Exercise objective: Print the entries below word for word; the pictures stay out of your copy.

Material to process:
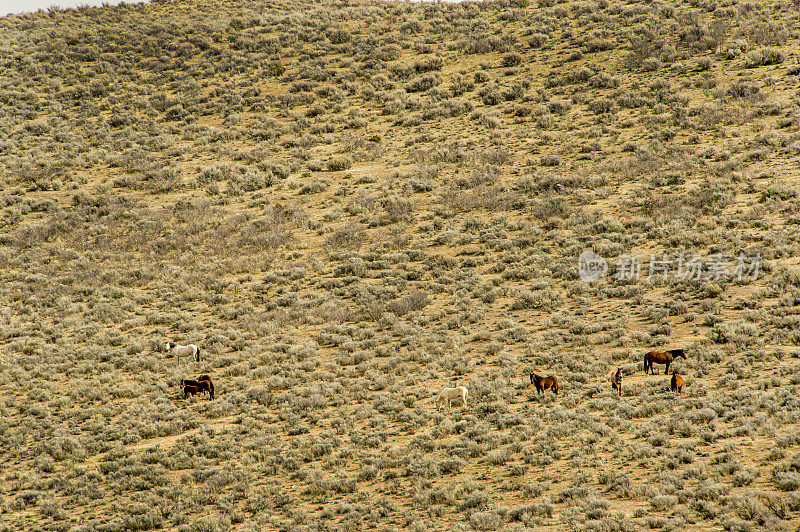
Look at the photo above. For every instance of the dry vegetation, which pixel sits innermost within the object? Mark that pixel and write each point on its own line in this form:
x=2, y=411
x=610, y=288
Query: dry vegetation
x=350, y=205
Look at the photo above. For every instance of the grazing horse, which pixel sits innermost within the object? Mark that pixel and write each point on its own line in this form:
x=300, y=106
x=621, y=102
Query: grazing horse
x=189, y=389
x=450, y=394
x=200, y=385
x=676, y=384
x=616, y=381
x=661, y=357
x=544, y=383
x=179, y=350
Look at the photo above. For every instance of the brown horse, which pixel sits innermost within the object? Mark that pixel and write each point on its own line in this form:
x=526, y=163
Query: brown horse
x=662, y=357
x=676, y=384
x=201, y=384
x=616, y=381
x=544, y=383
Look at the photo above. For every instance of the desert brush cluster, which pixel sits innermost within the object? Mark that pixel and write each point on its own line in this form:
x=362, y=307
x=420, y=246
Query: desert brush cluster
x=349, y=206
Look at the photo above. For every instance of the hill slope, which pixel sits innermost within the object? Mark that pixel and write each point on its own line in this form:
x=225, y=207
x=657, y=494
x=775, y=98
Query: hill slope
x=349, y=206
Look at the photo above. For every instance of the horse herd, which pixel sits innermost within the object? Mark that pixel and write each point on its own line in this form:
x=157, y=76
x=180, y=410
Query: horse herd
x=203, y=383
x=542, y=384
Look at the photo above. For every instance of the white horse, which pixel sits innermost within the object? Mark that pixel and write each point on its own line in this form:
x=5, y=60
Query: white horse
x=179, y=351
x=450, y=394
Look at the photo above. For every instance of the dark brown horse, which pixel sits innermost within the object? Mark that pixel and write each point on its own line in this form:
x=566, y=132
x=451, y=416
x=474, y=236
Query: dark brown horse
x=662, y=357
x=616, y=381
x=200, y=385
x=544, y=383
x=676, y=384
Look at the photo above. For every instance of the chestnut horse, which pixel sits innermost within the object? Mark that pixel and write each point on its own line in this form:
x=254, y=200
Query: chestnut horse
x=662, y=357
x=544, y=383
x=676, y=384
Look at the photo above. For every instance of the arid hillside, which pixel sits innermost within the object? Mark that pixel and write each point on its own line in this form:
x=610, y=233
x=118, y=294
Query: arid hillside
x=349, y=206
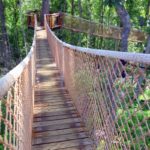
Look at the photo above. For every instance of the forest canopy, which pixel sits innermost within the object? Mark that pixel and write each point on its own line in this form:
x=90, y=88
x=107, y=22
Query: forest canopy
x=17, y=37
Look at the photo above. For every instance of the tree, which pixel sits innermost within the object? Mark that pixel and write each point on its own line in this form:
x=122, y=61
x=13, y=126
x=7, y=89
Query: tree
x=5, y=53
x=147, y=18
x=45, y=10
x=125, y=22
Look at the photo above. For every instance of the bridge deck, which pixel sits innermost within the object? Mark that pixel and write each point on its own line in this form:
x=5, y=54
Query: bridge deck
x=57, y=124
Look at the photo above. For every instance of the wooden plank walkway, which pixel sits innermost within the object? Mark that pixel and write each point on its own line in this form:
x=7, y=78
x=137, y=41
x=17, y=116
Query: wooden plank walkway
x=57, y=125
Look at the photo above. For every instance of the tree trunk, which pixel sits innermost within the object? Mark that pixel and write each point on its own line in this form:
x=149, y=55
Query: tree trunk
x=80, y=8
x=45, y=10
x=147, y=51
x=4, y=47
x=125, y=21
x=72, y=7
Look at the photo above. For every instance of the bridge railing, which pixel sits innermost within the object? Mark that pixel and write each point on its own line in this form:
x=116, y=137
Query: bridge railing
x=111, y=91
x=16, y=104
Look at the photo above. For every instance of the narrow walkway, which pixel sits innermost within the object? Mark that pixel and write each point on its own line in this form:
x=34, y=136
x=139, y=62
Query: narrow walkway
x=57, y=125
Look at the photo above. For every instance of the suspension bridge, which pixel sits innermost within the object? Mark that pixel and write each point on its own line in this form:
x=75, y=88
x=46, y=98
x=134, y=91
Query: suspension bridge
x=64, y=97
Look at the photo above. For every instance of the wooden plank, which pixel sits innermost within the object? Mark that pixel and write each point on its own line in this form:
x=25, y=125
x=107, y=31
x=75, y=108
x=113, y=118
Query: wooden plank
x=57, y=125
x=59, y=138
x=51, y=118
x=64, y=144
x=55, y=122
x=59, y=132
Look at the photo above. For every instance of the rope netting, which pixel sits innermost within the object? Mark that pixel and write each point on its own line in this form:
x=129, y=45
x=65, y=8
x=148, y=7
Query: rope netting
x=16, y=104
x=111, y=91
x=85, y=26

Your solution:
Look at the photo above. For every instance of the dry vegetation, which pixel sits innermost within the object? Mark that pixel and write each point on its own line in this form:
x=2, y=411
x=610, y=288
Query: dry vegetation
x=350, y=205
Look at the photo above. For every instance of the grazing horse, which pixel sits innermost within the object? Mark that pixel and write each point on its own line in this form:
x=300, y=106
x=621, y=102
Query: grazing horse
x=189, y=389
x=450, y=394
x=200, y=385
x=676, y=384
x=616, y=381
x=661, y=357
x=544, y=383
x=179, y=350
Look at the photo above. For every instance of the brown horse, which pixel sits innermost within the object? Mark that pixel and write each point on its own line in this form:
x=526, y=163
Query: brown horse
x=662, y=357
x=676, y=384
x=201, y=384
x=616, y=381
x=544, y=383
Look at the photo above. For every instance of the desert brush cluster, which pixel sits innermost within the object? Mark that pixel and write each point on its own line in this form:
x=362, y=307
x=420, y=246
Query: desert brush cluster
x=349, y=206
Look at the photo above. For every instance of the hill slope, which pixel sits innermost within the object? Mark that pixel and write each point on its own line in this form:
x=225, y=207
x=657, y=494
x=775, y=98
Query: hill slope
x=349, y=206
Look at the photo above. For every instance of the horse herd, which pixel sits innermost within the object? Mark that pixel and write each point on its own line in this form:
x=157, y=76
x=180, y=410
Query: horse herd
x=203, y=383
x=542, y=384
Look at the photo above. For every instance of the white horse, which pixel sits innermost within the object? Mark that pixel and write each point on its own line in this form:
x=5, y=60
Query: white horse
x=179, y=351
x=450, y=394
Look at the photo above. For every instance of the dark brown horse, which pixel sits innermost within the object? Mark that pixel and write each point on its own line in this form:
x=566, y=132
x=451, y=416
x=474, y=236
Query: dark brown horse
x=662, y=357
x=616, y=381
x=200, y=385
x=544, y=383
x=676, y=384
Look at the photo above. For every instance of the chestnut horse, which pixel sits innermost within the object? Mark that pixel and write each point on its own line in this form:
x=254, y=200
Query: chestnut horse
x=662, y=357
x=544, y=383
x=676, y=384
Look at the photo above. For every instance of the arid hillside, which pixel sits innermost within the object? Mark that pixel and write each point on its own line in this form:
x=610, y=233
x=118, y=294
Query: arid hillside
x=349, y=206
Look at the photo above. For every instance of the forest canopy, which pixel sits innermost within the object? Mark that pixel and write each point on its own line in this form:
x=90, y=88
x=107, y=22
Query: forest canopy
x=17, y=37
Look at the photo above. For every instance of the tree, which pixel sits innermost within the object? Mark that pixel and write each point on its own line in this form:
x=122, y=61
x=13, y=126
x=7, y=89
Query: tree
x=5, y=53
x=147, y=18
x=45, y=10
x=125, y=22
Look at the photo above. For every instance of the bridge deck, which pixel sits innermost within the object? Mark that pixel and write each point on its own line in this form:
x=5, y=54
Query: bridge deck
x=57, y=124
Look at the photo above. For every instance of the wooden plank walkway, which pixel sits innermost within the object? Mark that pixel and write each point on its own line in this form:
x=7, y=78
x=137, y=41
x=17, y=116
Query: wooden plank walkway
x=57, y=125
Look at the photo above. For every instance of the tree trunk, which pixel sits innermost within the object? Mark that pixel and write each point on its own line in this form:
x=149, y=55
Query: tree trunk
x=80, y=8
x=45, y=10
x=147, y=51
x=4, y=47
x=125, y=21
x=72, y=7
Look at the photo above. For every instance of the bridge railing, which pixel sits innermost within the object? Mark that pixel and write each point on its own line in this form:
x=116, y=137
Query: bridge railing
x=111, y=91
x=16, y=104
Look at the photo above. For every instance of the narrow walkway, which pixel sits innermost within the object? Mark that pixel and write each point on its own line in this form:
x=34, y=136
x=139, y=62
Query: narrow walkway
x=57, y=125
Look at the photo above. For every instance of the suspension bridge, which pixel sits innermost within the object? Mark that pixel and write each point on its own line in this form:
x=75, y=88
x=46, y=98
x=134, y=91
Query: suspension bridge
x=64, y=97
Look at the photo above. For every instance of the wooden plank, which pixel sits innermost within the object? Mark that pixel and write each point on its own line in this form:
x=25, y=125
x=107, y=31
x=75, y=108
x=113, y=118
Query: wooden plank
x=57, y=125
x=59, y=138
x=51, y=118
x=64, y=144
x=55, y=122
x=59, y=132
Look at the photo above. For every instance of the rope netting, which pixel sits innermost within the object? Mark that pixel and write each point on its own line in this form:
x=129, y=45
x=65, y=8
x=148, y=7
Query: rope netting
x=16, y=104
x=111, y=91
x=85, y=26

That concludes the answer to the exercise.